▸ **Records**:
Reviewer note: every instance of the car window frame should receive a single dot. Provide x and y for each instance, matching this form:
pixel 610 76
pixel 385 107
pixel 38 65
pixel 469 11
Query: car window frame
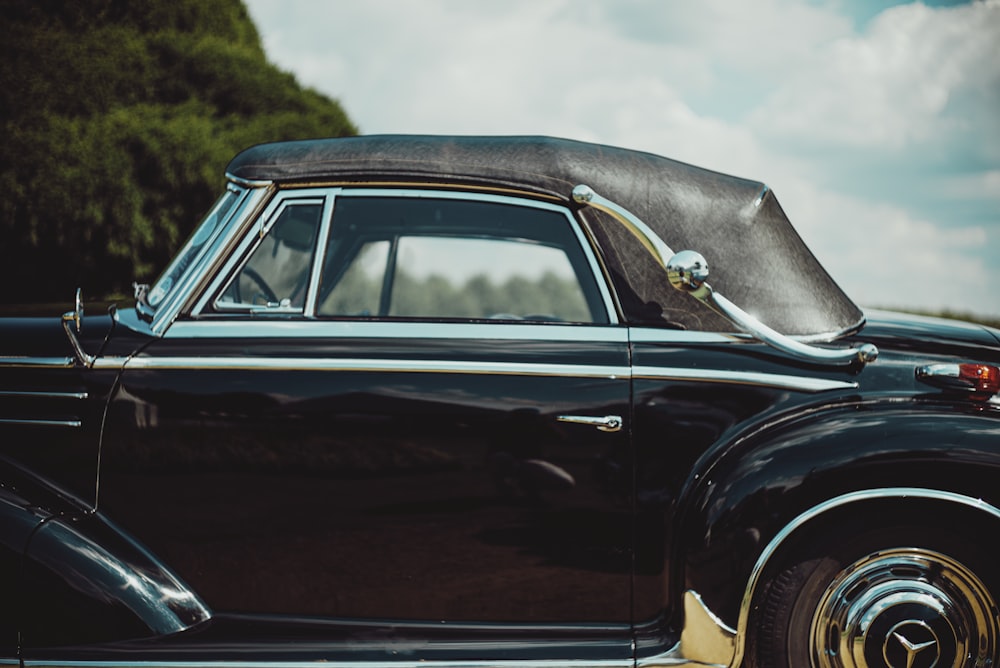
pixel 253 230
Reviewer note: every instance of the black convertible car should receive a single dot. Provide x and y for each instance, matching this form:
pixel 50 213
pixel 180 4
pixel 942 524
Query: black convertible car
pixel 472 401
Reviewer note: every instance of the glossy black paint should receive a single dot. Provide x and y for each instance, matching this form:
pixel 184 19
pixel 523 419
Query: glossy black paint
pixel 50 416
pixel 379 494
pixel 72 577
pixel 247 639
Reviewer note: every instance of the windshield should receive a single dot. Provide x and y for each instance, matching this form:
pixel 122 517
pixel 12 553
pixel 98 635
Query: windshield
pixel 194 246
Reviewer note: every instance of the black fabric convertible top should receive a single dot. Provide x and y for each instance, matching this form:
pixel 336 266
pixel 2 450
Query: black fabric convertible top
pixel 757 260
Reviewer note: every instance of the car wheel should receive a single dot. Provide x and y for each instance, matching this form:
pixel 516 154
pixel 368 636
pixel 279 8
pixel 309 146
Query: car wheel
pixel 896 598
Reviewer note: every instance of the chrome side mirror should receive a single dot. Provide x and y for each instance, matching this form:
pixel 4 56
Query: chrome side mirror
pixel 76 318
pixel 688 272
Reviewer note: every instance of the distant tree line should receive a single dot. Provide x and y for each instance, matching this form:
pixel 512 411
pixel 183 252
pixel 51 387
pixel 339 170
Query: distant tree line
pixel 118 119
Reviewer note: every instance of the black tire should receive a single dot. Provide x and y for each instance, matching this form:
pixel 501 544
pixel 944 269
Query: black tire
pixel 900 596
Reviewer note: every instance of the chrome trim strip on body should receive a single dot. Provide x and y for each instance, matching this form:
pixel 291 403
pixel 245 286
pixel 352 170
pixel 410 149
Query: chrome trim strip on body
pixel 778 381
pixel 383 329
pixel 29 394
pixel 414 663
pixel 814 512
pixel 42 423
pixel 38 362
pixel 796 383
pixel 377 365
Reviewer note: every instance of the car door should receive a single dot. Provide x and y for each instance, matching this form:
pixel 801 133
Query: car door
pixel 390 405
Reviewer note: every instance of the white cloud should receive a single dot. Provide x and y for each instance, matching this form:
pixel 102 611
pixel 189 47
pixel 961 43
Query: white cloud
pixel 890 86
pixel 786 91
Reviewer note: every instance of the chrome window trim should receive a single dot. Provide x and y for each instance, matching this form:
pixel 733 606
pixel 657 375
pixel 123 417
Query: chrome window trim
pixel 384 329
pixel 655 335
pixel 378 365
pixel 195 275
pixel 38 362
pixel 831 504
pixel 332 193
pixel 756 379
pixel 316 271
pixel 595 269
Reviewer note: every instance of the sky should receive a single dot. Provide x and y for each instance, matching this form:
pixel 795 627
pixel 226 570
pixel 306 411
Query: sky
pixel 876 123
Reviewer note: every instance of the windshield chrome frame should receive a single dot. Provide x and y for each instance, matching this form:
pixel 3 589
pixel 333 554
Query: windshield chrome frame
pixel 250 197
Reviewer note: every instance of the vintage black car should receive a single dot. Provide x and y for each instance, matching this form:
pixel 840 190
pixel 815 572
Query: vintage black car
pixel 454 401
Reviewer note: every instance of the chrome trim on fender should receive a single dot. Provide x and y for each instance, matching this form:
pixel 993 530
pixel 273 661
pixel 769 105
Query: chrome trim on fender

▸ **Exercise description**: Copy the material exactly as written and leave every picture behind.

▸ **Response area**:
Reviewer note: every instance of the car window frame should receive a single dot. Provide x and y for each instance, matching this form:
pixel 610 76
pixel 385 107
pixel 38 65
pixel 469 11
Query: car window frame
pixel 253 230
Reviewer note: every instance of the black convertible car should receive a single dot. Provide x and y for each instance, matching this form:
pixel 50 213
pixel 180 4
pixel 942 524
Query: black convertible car
pixel 472 401
Reviewer note: every instance of the glossy black paint should receive a single dot. Provide x and y for each instance, matching this form:
pixel 184 19
pixel 523 419
Query: glossy black paint
pixel 50 416
pixel 379 494
pixel 72 577
pixel 247 639
Reviewer note: every instance of the windshield should receive a single dot. Provide x and y for each instance, matching this form:
pixel 122 517
pixel 12 553
pixel 98 635
Query: windshield
pixel 194 246
Reviewer note: every instance of the black fabric convertible top should receive a single dot. Provide x and y for each instance, matching this form:
pixel 336 266
pixel 2 450
Query: black fabric convertible top
pixel 757 260
Reviewer note: every instance of the car wheel should receive a single dot. Provide x and y for each instance, matching this form:
pixel 516 154
pixel 368 636
pixel 279 8
pixel 309 146
Query: car wheel
pixel 896 598
Reviewer note: every instance of the chrome side mirror should receive a single dot. Provide x and y for each instance, matching this form:
pixel 4 56
Query: chrome side mirror
pixel 76 318
pixel 688 272
Reviewer note: every instance of the distant tree line should receive a single dot. Provide x and y for each instance, matching this form:
pixel 512 411
pixel 183 252
pixel 51 387
pixel 339 170
Query: distant tree line
pixel 118 119
Reviewer note: every instance of the black tire should receive a single dot. Provide x and y for each instance, matching this form:
pixel 501 544
pixel 944 269
Query: black tire
pixel 900 596
Reviewer note: every instance of the chrome trim strip on body should receive a single dot. Provide x and y for each instance, matching this form:
pixel 291 403
pixel 245 286
pixel 352 170
pixel 410 149
Query: chrome trim strip on body
pixel 778 381
pixel 383 329
pixel 29 394
pixel 414 663
pixel 814 512
pixel 42 423
pixel 38 362
pixel 796 383
pixel 377 365
Reviewer note: every instance of the car door should receive a single dot. Provide x and y for each instance, matching this form:
pixel 801 133
Query: car door
pixel 390 405
Reviewer note: every instance of the white cloud should receive a single dot. Provide x and y for each instance, matching this form:
pixel 102 611
pixel 189 47
pixel 961 43
Query: white cloud
pixel 890 86
pixel 786 91
Reviewer note: every instance of the chrome window trim should receive a single dot. Provide x and y for each instance, matching this form:
pixel 733 606
pixel 657 375
pixel 123 417
Query: chrome window trim
pixel 384 329
pixel 655 335
pixel 378 365
pixel 195 275
pixel 38 362
pixel 831 504
pixel 332 193
pixel 756 379
pixel 316 271
pixel 595 269
Reviewer note: every instance of the sky should receive a single dot. Provide x and y for each instance, matching this form:
pixel 795 627
pixel 226 570
pixel 306 411
Query: sky
pixel 876 123
Reviewer note: every instance of the windshield chrome frame should receive a single dot. Provide x and y for each instance, matching this form:
pixel 3 589
pixel 333 554
Query: windshield chrome frame
pixel 250 197
Reviewer note: every instance of the vintage black car should receive a single dot. Provide x and y for each instance, matching this form:
pixel 840 190
pixel 815 572
Query: vintage black car
pixel 454 401
Reviewer note: every instance of the chrome trim on fender should receive a single dot. Provide x and y for each instance, matching this form:
pixel 993 530
pixel 273 661
pixel 769 105
Query: chrome trim on fender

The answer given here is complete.